▸ **Source excerpt**
________________________________________
How to access a shared file from multiple threads most effectively?

How to access a shared file from multiple threads most effectively? - java

I'm developing a small web-app whose servlets periodically get access to a shared resource which is a simple text-file on the server side holding some lines of mutable data. Most of the time, servelts just read file for the data, but some servelts may also update it, adding new lines to the file or removing and replacing existing lines. Although file contents is not updated very often, there is still little chance for the data inconsistency and file corruption if two or more servlets decide to read and write to file at the same time.
The first goal is to make the file reading/writing safe. For this purpose, I've created a helper FileReaderWriter class providing some static methods for thread-safe file access. The read and write methods are coordinated by ReentrantReadWiteLock. The rule is quite simple: multiple threads may read from file at any time as far as no other thread is writing to it at the same time.
________________________________________
▸ **Listed records**
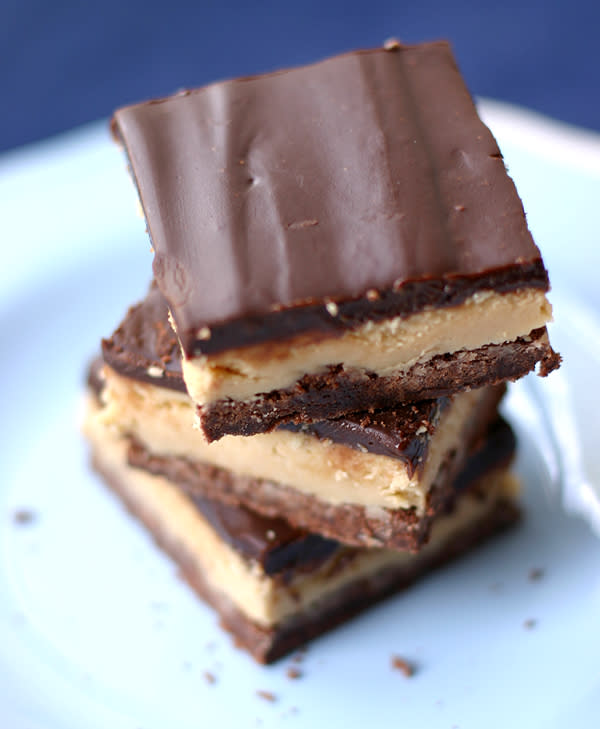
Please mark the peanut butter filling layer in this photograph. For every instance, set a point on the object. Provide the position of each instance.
(385, 348)
(265, 599)
(337, 474)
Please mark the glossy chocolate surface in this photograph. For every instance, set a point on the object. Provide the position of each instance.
(367, 179)
(144, 340)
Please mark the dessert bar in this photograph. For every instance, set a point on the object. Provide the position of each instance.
(375, 479)
(334, 238)
(276, 587)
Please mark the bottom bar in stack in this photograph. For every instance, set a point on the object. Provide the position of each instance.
(276, 587)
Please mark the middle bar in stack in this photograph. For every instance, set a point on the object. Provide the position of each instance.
(368, 479)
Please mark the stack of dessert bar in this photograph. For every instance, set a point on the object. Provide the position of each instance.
(304, 408)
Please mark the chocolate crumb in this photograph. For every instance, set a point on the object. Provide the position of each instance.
(24, 516)
(299, 657)
(402, 665)
(391, 44)
(267, 696)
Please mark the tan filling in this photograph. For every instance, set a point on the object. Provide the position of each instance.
(262, 599)
(334, 473)
(385, 348)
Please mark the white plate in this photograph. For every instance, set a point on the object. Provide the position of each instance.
(96, 630)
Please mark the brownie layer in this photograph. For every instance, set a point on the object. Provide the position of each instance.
(145, 348)
(332, 479)
(309, 598)
(365, 185)
(337, 391)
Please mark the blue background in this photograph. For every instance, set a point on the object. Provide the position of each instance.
(65, 63)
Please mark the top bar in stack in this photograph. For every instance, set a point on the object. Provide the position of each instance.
(336, 237)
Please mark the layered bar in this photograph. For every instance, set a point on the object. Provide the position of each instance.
(335, 238)
(276, 587)
(367, 479)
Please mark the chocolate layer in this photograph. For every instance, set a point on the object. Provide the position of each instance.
(324, 396)
(272, 542)
(144, 344)
(349, 523)
(277, 545)
(367, 180)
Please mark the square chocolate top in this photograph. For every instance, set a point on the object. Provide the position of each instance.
(366, 180)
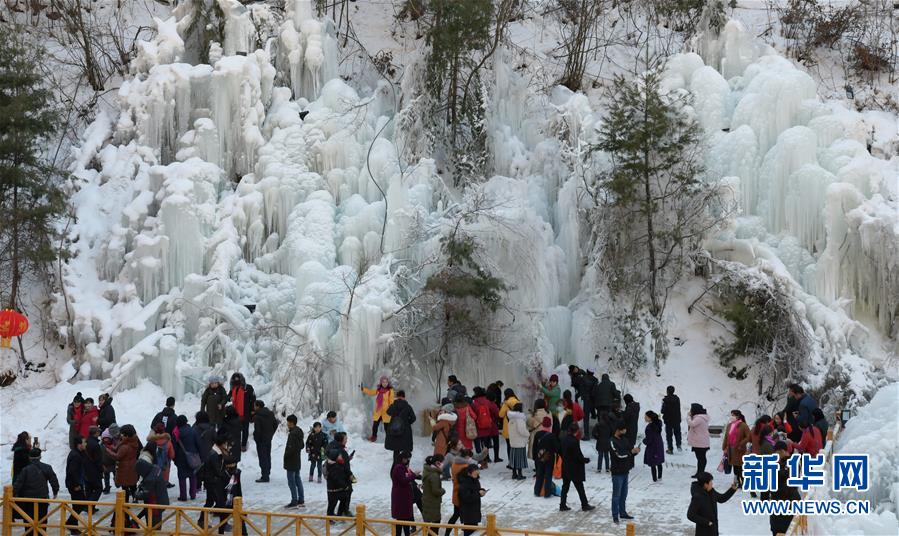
________________________________________
▸ **Instruction 1**
In the post about accessing a shared file from multiple threads, what shared resource do the servlets periodically access?
▸ **Instruction 2**
Quote the post about accessing a shared file from multiple threads from "I'm developing a" up to and including "file at the same time.".
▸ **Instruction 3**
Continue the post about accessing a shared file from multiple threads, starting right after its last sentence.

▸ **Right answer 1**
A simple text file on the server side that holds some lines of mutable data.

▸ **Right answer 2**
I'm developing a small web-app whose servlets periodically get access to a shared resource which is a simple text-file on the server side holding some lines of mutable data. Most of the time, servelts just read file for the data, but some servelts may also update it, adding new lines to the file or removing and replacing existing lines. Although file contents is not updated very often, there is still little chance for the data inconsistency and file corruption if two or more servlets decide to read and write to file at the same time.

▸ **Right answer 3**
public class FileReaderWriter {
private static final ReentrantReadWriteLock rwLock = new ReentrantReadWriteLock();
public static List<String> read(Path path) {
List<String> list = new ArrayList<>();
rwLock.readLock().lock();
try {
list = Files.readAllLines(path);
} catch (IOException e) {
e.printStackTrace();
} finally {
rwLock.readLock().unlock();
}
return list;
}
public static void write(Path path, List<String> list) {
rwLock.writeLock().lock();
try {
Files.write(path, list);
} catch (IOException e) {
e.printStackTrace();
} finally {
rwLock.writeLock().unlock();
}
}
}
Then, every servelt may use the above method for file reading like this:
String dataDir = getServletContext().getInitParameter("data-directory");
Path filePath = Paths.get(dataDir, "test.txt");
ArrayList<String> list = FileReaderWriter.read(filePath);
Similarly, writing may be done with FileReaderWriter.write(filePath, list) method. Note: if some data needs to be replaced or removed (which means fetching the data form a file, processing it and writing updated data back to a file), then the whole code paths for this operation should be locked by rwLock.writeLock() for atomicity reasons.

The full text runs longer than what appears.